Directive — Could you reproduce every one of the rows below word for word, leaving the pictures out?

>> start

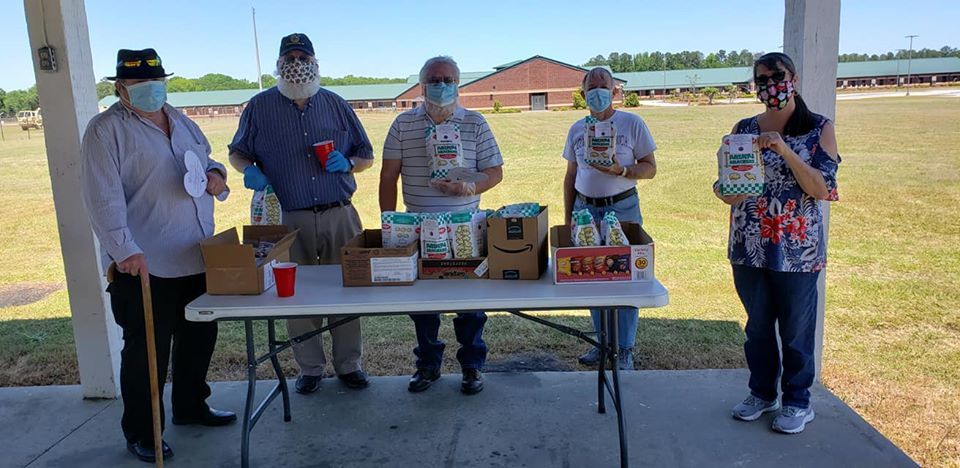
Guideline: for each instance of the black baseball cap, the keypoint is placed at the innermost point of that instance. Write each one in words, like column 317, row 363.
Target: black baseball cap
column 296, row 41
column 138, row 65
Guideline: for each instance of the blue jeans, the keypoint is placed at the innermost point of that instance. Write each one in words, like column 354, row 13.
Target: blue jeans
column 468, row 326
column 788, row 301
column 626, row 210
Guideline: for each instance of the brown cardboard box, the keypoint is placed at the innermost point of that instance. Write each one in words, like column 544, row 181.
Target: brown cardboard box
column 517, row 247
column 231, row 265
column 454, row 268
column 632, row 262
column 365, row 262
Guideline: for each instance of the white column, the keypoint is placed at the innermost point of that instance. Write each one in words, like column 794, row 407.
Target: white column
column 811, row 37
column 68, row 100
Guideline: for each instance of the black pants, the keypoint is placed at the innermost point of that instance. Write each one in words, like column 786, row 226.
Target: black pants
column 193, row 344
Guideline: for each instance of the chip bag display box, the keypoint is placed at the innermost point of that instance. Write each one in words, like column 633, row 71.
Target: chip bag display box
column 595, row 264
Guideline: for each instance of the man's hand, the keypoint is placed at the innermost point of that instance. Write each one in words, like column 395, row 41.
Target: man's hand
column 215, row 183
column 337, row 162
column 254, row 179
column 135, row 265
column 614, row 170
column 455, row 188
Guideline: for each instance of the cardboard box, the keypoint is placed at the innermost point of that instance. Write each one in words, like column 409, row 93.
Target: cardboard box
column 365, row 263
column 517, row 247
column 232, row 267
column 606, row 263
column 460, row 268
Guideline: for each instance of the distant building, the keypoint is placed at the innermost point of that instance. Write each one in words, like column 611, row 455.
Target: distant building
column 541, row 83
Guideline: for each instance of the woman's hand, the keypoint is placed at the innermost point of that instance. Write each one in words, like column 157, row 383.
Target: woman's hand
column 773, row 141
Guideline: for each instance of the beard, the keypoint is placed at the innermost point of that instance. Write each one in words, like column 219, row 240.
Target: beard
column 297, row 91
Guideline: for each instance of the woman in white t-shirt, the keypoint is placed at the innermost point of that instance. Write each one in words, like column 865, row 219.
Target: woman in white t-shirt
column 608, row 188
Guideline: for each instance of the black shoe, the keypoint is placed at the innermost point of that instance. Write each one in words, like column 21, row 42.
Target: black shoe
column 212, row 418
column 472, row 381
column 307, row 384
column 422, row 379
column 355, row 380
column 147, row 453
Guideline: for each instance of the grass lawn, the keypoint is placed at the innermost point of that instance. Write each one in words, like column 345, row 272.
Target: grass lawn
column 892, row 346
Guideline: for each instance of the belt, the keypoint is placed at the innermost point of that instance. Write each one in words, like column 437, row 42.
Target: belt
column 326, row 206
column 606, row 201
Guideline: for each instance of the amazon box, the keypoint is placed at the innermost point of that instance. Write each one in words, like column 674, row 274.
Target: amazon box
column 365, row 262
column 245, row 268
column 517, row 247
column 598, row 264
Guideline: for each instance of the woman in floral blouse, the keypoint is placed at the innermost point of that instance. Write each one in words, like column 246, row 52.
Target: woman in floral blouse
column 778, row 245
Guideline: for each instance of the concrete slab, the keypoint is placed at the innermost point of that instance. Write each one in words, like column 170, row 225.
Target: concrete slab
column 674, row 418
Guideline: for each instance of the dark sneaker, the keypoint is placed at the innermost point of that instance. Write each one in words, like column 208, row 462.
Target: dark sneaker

>> end

Exercise result —
Guideline: for each instance of the black baseball cap, the keypoint is placed at the innermost point of that instance. Write each one in words, like column 317, row 363.
Target: black baseball cap
column 296, row 41
column 138, row 65
Guideline: for each instance of the blue jeans, the keypoint is placed at the innermost point of that instance. Write each one in words, like column 354, row 13.
Target: blue jeans
column 468, row 326
column 788, row 301
column 626, row 210
Guideline: for each instance of the brown cardboard box, the keypoint is placed at the innermost point of that instance. Write each one in words, like column 544, row 181.
Target: brown cardboard box
column 517, row 247
column 231, row 265
column 454, row 268
column 632, row 262
column 365, row 262
Guideline: for each instance of the white column, the keypoint is placed at the innermost point of that instance. Write each one in words, like column 794, row 407.
Target: white column
column 811, row 37
column 68, row 100
Guideline: for each instance of the black pants, the keypoint is placed at the innermost point of that instance. Write each one in words, like column 786, row 226.
Target: black pants
column 193, row 344
Guideline: for each instance of the chip bag display box, the keypoint is placed at the innermost point of that instance. Write each one in words, like column 633, row 71.
Target: chip bag display box
column 595, row 264
Guideline: for each instance of the man's hand, the keypoint is placed at the innermost point of that instance. Write each one in words, like column 395, row 41.
Target: man's hand
column 215, row 183
column 337, row 162
column 254, row 179
column 135, row 265
column 614, row 170
column 455, row 188
Guideline: for each instance of the cardboard box, the keypoint is placed at the innermost point of that instance. Write each one in words, like column 409, row 93.
Target: cardboard box
column 365, row 263
column 517, row 247
column 232, row 267
column 606, row 263
column 460, row 268
Guideline: for each instance of the distant building, the keypoint is placed at the innermost point of that instance. Write each one in words, like column 611, row 455.
Target: distant building
column 541, row 83
Guideline: for each instance of the woman's hand, the keypoint is placed at the innermost point of that instance. Write each one in words, like column 157, row 383.
Target: woman's hand
column 773, row 141
Guideline: for each instance of the beard, the keypoint is placed at the innermost point of that instance. Write each one in words, like column 219, row 240.
Target: beard
column 297, row 91
Guideline: for each instance of the woman in white t-shirt, the keypoint is placed at the innermost point of that instance. Write each one in words, like column 865, row 219.
Target: woman in white t-shirt
column 608, row 188
Guideline: for each instance of the black shoe, the keypoint is placed at the innermost point of that instance. Write each one in words, like column 21, row 42.
Target: black shoe
column 212, row 418
column 472, row 381
column 307, row 384
column 422, row 379
column 355, row 380
column 147, row 453
Guideline: for each instance of the grass lawn, the keypoint is placed at the innermost point of that instance. Write each one in words, like column 345, row 272.
Target: grass lawn
column 892, row 346
Guideline: for each instance of the belt, the keypoint is placed at the innermost point of that instance. Write each one in words, like column 437, row 42.
Target: belt
column 326, row 206
column 606, row 201
Guideline: for each instance of the amazon box, the keypoint is placed at the innermost point of that instance. Write each one in words, like column 674, row 274.
Target: amazon box
column 365, row 262
column 245, row 268
column 517, row 247
column 598, row 264
Guideline: for each instance of the woman in floral blouse, the keypoint is placed at the innermost point of that instance. Write each one in words, like column 246, row 52.
Target: woman in floral blouse
column 778, row 245
Guideline: for each instance of the concrete slab, the keypoint is placed at the innermost point of that instance. Write each one in words, like column 170, row 225.
Target: concrete slab
column 674, row 418
Guideline: for each instance of the dark sneaker, the keypoint is placed at the innermost point of that instance. Write each one in words, like column 208, row 462.
Target: dark sneaker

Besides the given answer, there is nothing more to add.